# ASSIGNMENT:
Please return all lines in the listing holding the word "below".

# PROVIDED DATA:

_ _ _ _ _ _ _

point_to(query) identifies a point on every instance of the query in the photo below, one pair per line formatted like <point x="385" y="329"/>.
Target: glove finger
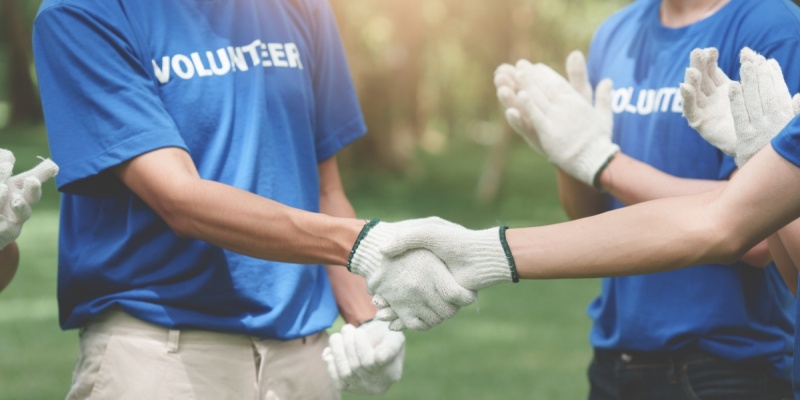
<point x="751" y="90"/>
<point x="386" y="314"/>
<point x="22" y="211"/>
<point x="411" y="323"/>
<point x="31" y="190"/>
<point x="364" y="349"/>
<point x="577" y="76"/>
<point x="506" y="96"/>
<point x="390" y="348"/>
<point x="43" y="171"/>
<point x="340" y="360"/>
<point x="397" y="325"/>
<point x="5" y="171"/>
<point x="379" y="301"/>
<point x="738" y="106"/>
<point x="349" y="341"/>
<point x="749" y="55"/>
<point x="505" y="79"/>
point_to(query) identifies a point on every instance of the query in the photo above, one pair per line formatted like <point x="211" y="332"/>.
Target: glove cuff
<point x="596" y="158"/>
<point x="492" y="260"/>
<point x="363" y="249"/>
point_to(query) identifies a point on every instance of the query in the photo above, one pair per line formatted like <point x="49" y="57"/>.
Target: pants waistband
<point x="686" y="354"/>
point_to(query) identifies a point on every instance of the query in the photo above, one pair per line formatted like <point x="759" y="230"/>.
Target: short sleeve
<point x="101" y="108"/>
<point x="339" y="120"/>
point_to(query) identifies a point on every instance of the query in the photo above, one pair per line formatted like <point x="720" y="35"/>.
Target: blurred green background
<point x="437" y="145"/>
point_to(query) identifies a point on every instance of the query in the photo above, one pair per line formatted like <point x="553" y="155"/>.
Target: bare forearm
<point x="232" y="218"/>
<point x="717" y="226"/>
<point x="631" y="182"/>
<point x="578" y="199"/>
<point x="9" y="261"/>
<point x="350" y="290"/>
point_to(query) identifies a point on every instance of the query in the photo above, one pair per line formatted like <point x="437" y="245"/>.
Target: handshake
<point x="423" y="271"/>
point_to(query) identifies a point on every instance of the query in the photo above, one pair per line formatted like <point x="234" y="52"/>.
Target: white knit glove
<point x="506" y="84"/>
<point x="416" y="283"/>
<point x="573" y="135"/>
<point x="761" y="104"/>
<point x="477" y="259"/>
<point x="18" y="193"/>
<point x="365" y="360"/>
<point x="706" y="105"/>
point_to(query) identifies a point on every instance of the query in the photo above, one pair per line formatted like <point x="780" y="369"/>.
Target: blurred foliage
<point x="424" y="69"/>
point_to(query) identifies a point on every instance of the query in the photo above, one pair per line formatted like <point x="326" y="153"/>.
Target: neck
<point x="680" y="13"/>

_ _ _ _ _ _ _

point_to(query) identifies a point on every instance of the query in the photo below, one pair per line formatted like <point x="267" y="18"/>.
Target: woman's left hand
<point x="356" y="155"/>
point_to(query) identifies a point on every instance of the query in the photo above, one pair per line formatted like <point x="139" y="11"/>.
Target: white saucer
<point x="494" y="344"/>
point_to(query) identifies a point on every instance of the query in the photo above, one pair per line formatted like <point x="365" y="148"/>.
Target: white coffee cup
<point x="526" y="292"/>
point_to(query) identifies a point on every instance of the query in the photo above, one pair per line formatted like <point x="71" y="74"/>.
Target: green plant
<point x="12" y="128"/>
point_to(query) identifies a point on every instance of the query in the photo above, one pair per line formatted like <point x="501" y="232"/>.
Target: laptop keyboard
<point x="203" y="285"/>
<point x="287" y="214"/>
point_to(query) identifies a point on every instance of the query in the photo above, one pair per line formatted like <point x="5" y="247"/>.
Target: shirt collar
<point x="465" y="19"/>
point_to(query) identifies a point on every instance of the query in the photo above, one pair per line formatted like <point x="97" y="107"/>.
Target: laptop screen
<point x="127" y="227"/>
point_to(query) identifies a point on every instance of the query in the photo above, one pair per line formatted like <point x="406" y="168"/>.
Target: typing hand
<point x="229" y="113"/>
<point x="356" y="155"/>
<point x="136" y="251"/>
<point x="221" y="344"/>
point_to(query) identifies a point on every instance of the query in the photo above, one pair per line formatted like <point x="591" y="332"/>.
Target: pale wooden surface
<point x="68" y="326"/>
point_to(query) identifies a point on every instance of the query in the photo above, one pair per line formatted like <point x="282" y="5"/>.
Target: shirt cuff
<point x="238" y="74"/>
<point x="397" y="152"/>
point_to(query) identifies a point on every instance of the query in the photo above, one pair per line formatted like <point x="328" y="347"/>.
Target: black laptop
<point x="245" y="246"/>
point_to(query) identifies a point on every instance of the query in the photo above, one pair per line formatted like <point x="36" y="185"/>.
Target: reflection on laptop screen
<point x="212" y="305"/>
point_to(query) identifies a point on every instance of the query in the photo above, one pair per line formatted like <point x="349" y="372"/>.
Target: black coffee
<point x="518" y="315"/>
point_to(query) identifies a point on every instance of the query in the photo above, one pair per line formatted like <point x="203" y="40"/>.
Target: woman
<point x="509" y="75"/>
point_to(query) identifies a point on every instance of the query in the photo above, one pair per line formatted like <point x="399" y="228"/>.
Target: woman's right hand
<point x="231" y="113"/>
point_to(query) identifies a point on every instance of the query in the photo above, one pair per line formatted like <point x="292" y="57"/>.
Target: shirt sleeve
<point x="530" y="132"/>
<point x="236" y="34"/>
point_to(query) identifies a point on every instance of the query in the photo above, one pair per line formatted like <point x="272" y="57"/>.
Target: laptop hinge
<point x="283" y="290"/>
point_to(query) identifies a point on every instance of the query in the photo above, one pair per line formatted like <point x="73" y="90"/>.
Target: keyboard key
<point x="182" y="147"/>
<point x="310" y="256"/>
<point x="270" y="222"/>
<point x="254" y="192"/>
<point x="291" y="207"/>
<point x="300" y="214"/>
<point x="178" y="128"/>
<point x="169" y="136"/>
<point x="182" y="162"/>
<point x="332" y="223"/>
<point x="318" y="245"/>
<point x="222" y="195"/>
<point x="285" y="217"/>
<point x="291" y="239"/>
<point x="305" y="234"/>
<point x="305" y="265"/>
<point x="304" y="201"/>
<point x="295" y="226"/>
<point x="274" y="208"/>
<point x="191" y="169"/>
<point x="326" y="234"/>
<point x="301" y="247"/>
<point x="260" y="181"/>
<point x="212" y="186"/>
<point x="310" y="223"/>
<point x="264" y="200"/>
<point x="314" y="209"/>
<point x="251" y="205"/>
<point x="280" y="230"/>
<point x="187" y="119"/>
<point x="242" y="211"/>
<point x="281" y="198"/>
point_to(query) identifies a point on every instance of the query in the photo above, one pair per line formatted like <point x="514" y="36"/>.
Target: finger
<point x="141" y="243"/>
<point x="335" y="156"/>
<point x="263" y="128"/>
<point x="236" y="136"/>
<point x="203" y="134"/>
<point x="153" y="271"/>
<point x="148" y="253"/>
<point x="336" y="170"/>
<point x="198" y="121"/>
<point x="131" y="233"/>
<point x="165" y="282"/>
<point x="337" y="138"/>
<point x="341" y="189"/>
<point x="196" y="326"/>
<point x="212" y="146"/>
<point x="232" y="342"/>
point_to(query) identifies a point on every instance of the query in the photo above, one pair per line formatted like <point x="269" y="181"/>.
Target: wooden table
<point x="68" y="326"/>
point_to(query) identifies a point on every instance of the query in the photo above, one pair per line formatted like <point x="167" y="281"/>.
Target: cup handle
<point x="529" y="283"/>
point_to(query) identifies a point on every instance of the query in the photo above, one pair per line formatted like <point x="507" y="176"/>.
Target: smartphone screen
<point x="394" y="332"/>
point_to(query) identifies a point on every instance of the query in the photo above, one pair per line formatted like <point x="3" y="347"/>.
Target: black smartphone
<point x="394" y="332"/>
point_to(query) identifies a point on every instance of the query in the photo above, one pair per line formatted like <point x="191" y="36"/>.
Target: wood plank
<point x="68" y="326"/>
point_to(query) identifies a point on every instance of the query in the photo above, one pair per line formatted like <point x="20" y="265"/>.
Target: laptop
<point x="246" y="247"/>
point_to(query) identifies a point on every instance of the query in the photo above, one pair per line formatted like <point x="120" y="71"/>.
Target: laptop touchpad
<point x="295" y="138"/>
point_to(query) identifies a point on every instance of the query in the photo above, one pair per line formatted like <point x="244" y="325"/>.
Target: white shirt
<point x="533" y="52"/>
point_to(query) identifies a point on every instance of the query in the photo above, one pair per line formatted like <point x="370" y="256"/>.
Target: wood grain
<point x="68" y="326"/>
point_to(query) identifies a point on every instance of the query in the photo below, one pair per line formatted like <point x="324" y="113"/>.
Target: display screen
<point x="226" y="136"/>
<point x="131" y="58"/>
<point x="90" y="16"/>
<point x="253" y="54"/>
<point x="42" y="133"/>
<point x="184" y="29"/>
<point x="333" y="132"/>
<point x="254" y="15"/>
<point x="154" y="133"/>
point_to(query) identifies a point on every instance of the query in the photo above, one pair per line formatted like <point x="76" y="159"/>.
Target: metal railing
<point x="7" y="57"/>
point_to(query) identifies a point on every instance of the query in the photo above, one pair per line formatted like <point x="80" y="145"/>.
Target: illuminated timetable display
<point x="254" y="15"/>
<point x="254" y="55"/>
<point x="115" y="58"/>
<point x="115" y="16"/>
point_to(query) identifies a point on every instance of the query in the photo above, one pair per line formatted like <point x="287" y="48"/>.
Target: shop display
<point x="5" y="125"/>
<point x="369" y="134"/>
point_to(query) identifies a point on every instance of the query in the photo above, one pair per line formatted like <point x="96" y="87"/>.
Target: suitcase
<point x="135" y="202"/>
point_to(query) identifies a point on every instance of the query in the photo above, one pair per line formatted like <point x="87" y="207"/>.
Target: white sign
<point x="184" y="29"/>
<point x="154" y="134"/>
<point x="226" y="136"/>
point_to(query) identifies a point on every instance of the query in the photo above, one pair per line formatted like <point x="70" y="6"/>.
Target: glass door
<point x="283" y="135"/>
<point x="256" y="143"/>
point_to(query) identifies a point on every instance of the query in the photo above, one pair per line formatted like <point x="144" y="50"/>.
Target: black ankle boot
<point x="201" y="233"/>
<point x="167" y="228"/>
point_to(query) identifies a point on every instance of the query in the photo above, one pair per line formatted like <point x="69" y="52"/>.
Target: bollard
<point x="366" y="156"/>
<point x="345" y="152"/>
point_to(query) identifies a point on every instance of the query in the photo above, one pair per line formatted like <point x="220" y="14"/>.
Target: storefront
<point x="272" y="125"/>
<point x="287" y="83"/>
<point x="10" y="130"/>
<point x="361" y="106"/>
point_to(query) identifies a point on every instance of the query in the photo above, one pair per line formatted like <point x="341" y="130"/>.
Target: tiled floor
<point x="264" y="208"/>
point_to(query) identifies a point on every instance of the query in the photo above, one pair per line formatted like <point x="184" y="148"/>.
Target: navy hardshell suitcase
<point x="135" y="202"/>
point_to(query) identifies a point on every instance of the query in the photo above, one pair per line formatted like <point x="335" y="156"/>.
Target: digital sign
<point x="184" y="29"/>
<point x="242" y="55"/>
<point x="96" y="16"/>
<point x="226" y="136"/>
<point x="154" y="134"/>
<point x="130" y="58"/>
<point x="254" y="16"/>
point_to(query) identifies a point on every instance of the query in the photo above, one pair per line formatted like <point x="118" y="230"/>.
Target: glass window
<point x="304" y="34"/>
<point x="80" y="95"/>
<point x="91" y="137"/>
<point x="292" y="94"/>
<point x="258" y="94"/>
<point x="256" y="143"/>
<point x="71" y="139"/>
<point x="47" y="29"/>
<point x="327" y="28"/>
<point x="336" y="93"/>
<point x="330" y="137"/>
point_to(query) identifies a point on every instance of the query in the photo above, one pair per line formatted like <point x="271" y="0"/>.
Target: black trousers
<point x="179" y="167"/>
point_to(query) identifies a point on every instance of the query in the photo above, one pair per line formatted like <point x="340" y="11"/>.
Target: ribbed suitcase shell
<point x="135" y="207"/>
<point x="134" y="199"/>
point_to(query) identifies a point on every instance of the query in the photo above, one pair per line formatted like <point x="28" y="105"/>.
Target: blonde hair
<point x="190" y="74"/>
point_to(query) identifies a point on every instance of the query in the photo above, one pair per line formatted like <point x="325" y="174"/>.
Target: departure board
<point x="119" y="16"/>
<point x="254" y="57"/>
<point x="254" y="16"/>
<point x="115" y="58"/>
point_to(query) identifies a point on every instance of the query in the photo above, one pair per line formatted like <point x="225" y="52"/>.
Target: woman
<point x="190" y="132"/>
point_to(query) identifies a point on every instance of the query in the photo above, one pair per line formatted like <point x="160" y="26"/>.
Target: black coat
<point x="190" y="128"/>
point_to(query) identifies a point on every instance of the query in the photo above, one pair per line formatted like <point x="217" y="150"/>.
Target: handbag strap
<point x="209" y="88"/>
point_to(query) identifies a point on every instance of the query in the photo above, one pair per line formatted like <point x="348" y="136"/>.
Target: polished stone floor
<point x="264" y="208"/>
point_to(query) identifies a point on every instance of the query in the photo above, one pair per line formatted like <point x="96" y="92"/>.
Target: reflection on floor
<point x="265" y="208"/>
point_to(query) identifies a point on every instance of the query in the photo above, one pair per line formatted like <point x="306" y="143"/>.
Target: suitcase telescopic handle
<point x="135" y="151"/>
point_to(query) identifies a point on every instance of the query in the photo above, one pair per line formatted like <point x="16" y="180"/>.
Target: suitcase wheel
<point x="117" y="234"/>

_ _ _ _ _ _ _

# EXERCISE OUTPUT:
point_to(query) identifies a point on every instance of the query in the photo below, one pair per line formatted like <point x="385" y="329"/>.
point_to(query) identifies a point on every instance of the query in the photo below, one pair per line formatted like <point x="267" y="18"/>.
point_to(query) identifies a point on every instance of the query in the photo below, one pair per line formatted like <point x="324" y="113"/>.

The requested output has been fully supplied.